Data provided =>
****************************************

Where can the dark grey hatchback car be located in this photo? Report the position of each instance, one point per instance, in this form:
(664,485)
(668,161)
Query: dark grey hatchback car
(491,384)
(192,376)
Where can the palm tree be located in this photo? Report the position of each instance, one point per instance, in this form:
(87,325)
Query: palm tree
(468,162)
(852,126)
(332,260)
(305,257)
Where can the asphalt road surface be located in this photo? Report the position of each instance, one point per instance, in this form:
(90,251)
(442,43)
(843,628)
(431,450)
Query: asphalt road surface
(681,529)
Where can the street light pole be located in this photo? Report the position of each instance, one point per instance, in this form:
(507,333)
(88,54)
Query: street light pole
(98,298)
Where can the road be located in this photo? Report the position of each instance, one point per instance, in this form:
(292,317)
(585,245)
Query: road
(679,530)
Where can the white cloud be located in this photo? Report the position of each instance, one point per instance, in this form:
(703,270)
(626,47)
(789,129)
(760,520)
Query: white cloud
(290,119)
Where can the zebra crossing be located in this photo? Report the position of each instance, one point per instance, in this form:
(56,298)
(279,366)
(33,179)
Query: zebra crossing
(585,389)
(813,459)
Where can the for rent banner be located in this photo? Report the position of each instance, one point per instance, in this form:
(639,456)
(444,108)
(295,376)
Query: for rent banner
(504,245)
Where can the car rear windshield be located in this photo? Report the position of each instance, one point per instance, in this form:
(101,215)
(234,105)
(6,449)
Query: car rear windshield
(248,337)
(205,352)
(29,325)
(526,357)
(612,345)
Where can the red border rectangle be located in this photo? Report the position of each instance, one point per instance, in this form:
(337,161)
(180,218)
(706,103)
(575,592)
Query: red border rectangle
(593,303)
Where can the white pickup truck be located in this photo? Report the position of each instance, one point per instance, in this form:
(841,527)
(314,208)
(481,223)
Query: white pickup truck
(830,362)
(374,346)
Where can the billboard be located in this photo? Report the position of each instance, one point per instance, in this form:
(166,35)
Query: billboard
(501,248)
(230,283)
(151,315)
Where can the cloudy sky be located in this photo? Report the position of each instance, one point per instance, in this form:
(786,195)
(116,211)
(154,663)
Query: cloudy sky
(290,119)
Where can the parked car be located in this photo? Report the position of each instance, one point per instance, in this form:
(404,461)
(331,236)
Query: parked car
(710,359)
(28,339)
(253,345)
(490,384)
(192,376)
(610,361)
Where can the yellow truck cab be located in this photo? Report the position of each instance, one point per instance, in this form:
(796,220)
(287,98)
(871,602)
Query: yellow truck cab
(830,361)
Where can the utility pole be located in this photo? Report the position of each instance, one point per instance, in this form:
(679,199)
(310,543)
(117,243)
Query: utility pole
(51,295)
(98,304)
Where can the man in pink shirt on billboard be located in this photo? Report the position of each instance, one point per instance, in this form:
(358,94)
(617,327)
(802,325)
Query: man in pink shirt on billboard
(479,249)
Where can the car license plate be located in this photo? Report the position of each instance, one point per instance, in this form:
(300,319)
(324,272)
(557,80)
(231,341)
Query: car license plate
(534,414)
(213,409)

****************************************

Your task is to reproduce each entry exactly.

Where can the dark grey hatchback car be located in this photo? Report the position of each instance, one point per instance, in this form:
(664,485)
(668,161)
Query: dark grey hatchback car
(491,384)
(192,376)
Where can the palm tree be located in this photo? Report the position of each instance, one point per instance, in this form:
(87,325)
Query: palm tree
(468,162)
(852,126)
(332,260)
(305,257)
Where can the asphalt road surface be located in this photo? Report the position of each instance, one point per instance, in this form:
(90,251)
(442,43)
(843,628)
(431,450)
Query: asphalt road surface
(681,529)
Where can the street light pole be located in this photo? Report the position of each instance, one point per instance, in this form:
(507,333)
(88,54)
Query: street light pole
(98,298)
Where can the road be located in this photo? Report the position of each instance, one point per instance, in this form:
(292,317)
(585,245)
Query: road
(679,530)
Where can the white cloud be located in this photo? Report the position of each instance, one point per instance, in this form:
(703,270)
(626,47)
(789,129)
(760,520)
Query: white cloud
(290,119)
Where can the zebra crossing be located in this photo? Report the position of each instance, one point per instance, in this form:
(56,298)
(279,366)
(33,179)
Query: zebra crossing
(585,389)
(813,459)
Where can the for rent banner be located in this photo? Report the position of each instance, one point per instance, in this form:
(639,456)
(444,108)
(295,376)
Query: for rent banner
(504,245)
Where can the car rear windshield be located in this photo? Report the position of each instance, one point per instance, in this form:
(101,215)
(234,105)
(6,449)
Query: car rear windshield
(248,337)
(205,352)
(29,325)
(526,357)
(612,345)
Where can the red border rectangle be located in this photo? Report the position of each instance, one point per instance, in this form:
(337,161)
(180,218)
(706,103)
(575,592)
Query: red border rectangle
(593,303)
Where can the white pickup truck be located in this photo? Report the position of each instance, one point per instance, in this form:
(841,527)
(314,208)
(481,223)
Query: white pickup truck
(830,362)
(374,346)
Where can the billboard be located in this photo? Report the position of each instance, one point per instance, in this form:
(166,35)
Query: billboard
(501,248)
(230,283)
(151,315)
Where can the cloudy sky be located in this photo? Report the position of each instance, one point per instance, in this form:
(786,195)
(116,211)
(154,663)
Query: cloudy sky
(290,119)
Where can the parked car be located in this photo? Report the position of each instance, one point per instance, in this form:
(404,461)
(331,236)
Query: parked car
(710,359)
(28,339)
(253,345)
(490,384)
(192,376)
(610,361)
Where can the yellow truck cab be located in this photo? Report the position of each instance, one point per instance, in this form:
(796,220)
(287,98)
(871,602)
Query: yellow truck cab
(830,361)
Where can the utility pole be located in this photo? Report the position of each instance, one point per instance, in this form:
(679,199)
(310,543)
(117,243)
Query: utility pole
(51,295)
(98,304)
Where can the man in pink shirt on billboard be located in this photo? Report the position of each instance, one point per instance, in this form:
(358,94)
(617,327)
(802,325)
Query: man in pink shirt on billboard
(479,249)
Where can the car license plate be located in this photo? Report the position of each instance, one point per instance, in this form:
(300,319)
(324,272)
(557,80)
(231,341)
Query: car license plate
(534,414)
(213,409)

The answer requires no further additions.